> _Requirement_
Transcribe verbatim the part of the SPV tranche valuation text between "In such a case, the" and "the attachment point.", inclusive.

The valuation of the SPV tranches may be sensitive to assumptions that are not relevant when valuing the underlying mortgages. In particular, the valuation of a tranche of the SPV is a function of the form of co-dependency that is assumed between the underlying mortgages. This assumption has no bearing on the value of the mortgages themselves.
In our model, the co-dependency between the mortgages is determined by the volatility structure we have assumed for the underlying house prices. And the volatility structure we have used is a simple one: there is a single market or index factor that all houses are assumed to have the same exposure to; and every house is then assumed to have an equally-sized idiosyncratic source of risk that is independent of the house index and independent of the idiosyncratic risk of every other house. And both the index and idiosyncratic sources of risk are assumed to have normal distributions. These assumptions imply that the house prices have a Gaussian joint dependency structure, with a correlation of +0.54 between the price changes of any two houses and a correlation of +0.74 between the price changes of any house and the market index[1]. This provides a reasonable starting point, but the dependency structure could arguably be more complex than the Gaussian assumption, and the tranche valuations could be particularly sensitive to this assumption for some levels of attachment point.
Secondly, as noted in the Part One and Part Two articles, there is currently relatively little industry consensus on the valuation assumptions that ought to be used in the fair valuation of the underlying mortgages. Different valuation assumptions for the mortgages may imply different valuation results for the SPV tranches.
Suppose, in the spirit of the Part Two article, that a fair valuation method is used that produces the same fair values for the underlying mortgages as the valuation basis used above, but does so by assuming that most of the mortgage spread is an illiquidity premium rather than a credit risk premium. That is, a lower volatility and lower deferment rate is assumed in the ERM valuation basis, together with a higher risk-free interest rate that results in the same mortgage fair value as the Part One article basis.
In such a case, the tranche fair values at attachment points 0 and 800 are unaffected, as these are generated by basic no-arbitrage conditions that are not sensitive to changes in these assumptions (when the fair values of the underlying mortgages are unchanged). Similarly, for any and all attachment points, the values of the equity and debt tranches still must sum to the total fair value of the underlying mortgages. And the credit spreads of the tranches will still be monotonically increasing functions of the attachment point.
But the alternative ERM valuation basis implies there is much less credit risk in the SPV (recall how the Just Group assumptions implied our underlying example ERMs’ spread to compensate for credit risk was around 10 basis points instead of the 185 basis points implied by the Part One valuation basis). And this means that the debt of the SPV has exceedingly little credit risk at attachment points of less than 600 or so. At these levels, the debt tranche is essentially risk-free and has zero spread for credit risk – all of the spread therefore has to be attributed to an illiquidity premium effect. At an attachment point of 600, the debt tranche has a 1bp credit spread, which eventually rises to the 10 or so bps of the spread of the underlying ERMs as the attachment point reaches 800.

> _Raw data_
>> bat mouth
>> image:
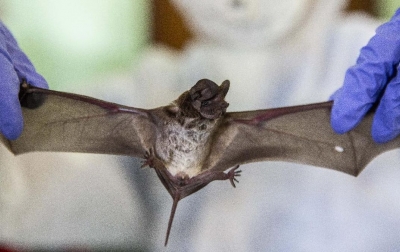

> _Worked answer_
In such a case, the tranche fair values at attachment points 0 and 800 are unaffected, as these are generated by basic no-arbitrage conditions that are not sensitive to changes in these assumptions (when the fair values of the underlying mortgages are unchanged). Similarly, for any and all attachment points, the values of the equity and debt tranches still must sum to the total fair value of the underlying mortgages. And the credit spreads of the tranches will still be monotonically increasing functions of the attachment point.